GOAL – Lay out the records from the start through the line containing "column 140, row 282", inclusive, as a Markdown table with columns Row and Text. Put the row number in the Row column and each line in the Text column, and leave out blank lines.

— BEGIN —

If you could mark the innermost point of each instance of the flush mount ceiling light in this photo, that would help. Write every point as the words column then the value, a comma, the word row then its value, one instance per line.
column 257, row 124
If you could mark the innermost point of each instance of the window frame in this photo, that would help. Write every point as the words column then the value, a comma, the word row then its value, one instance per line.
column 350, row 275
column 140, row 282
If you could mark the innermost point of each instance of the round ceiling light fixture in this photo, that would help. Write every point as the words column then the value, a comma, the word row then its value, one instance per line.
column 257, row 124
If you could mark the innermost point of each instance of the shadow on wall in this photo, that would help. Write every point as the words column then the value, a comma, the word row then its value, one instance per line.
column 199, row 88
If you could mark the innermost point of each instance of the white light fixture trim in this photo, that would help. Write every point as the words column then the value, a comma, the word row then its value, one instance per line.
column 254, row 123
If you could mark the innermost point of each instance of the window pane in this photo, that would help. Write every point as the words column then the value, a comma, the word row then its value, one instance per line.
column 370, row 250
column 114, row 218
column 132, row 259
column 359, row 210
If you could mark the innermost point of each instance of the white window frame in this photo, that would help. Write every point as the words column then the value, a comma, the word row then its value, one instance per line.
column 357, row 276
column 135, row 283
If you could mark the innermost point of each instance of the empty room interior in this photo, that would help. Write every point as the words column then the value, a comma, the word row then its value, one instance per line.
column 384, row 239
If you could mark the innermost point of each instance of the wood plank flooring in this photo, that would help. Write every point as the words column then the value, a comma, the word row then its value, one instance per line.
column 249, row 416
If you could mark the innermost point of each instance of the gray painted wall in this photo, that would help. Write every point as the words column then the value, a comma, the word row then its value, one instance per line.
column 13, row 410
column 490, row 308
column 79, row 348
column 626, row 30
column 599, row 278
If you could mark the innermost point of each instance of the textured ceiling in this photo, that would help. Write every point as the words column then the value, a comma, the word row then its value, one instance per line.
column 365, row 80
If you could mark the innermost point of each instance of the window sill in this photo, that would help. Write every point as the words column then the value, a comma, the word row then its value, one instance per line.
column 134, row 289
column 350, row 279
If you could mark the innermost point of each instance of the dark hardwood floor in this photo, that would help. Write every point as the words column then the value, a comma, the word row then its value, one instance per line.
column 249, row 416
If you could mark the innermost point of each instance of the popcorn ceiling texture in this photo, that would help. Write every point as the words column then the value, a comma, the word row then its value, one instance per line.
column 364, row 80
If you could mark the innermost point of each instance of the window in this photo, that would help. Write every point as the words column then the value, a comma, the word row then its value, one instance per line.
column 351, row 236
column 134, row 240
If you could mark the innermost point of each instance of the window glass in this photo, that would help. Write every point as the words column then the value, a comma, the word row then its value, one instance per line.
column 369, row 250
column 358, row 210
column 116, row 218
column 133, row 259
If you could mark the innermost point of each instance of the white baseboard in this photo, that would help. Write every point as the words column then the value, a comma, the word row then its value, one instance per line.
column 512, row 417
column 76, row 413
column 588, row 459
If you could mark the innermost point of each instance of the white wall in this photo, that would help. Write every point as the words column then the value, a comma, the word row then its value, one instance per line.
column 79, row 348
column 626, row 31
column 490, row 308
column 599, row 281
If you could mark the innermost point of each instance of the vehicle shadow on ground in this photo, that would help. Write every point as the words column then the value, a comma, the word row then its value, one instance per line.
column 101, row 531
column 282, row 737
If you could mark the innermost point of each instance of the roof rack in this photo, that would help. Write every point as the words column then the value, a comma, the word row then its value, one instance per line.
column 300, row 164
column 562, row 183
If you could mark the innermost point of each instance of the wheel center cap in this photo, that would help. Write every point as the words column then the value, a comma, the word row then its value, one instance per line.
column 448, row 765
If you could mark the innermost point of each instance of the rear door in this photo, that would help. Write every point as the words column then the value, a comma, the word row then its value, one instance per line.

— END —

EXERCISE SOLUTION –
| Row | Text |
|---|---|
| 1 | If you could mark the innermost point of each instance of the flush mount ceiling light in this photo, that would help. Write every point as the words column then the value, a comma, the word row then its value, one instance per line. |
| 2 | column 257, row 124 |
| 3 | If you could mark the innermost point of each instance of the window frame in this photo, that would help. Write every point as the words column then the value, a comma, the word row then its value, one instance per line. |
| 4 | column 350, row 275 |
| 5 | column 140, row 282 |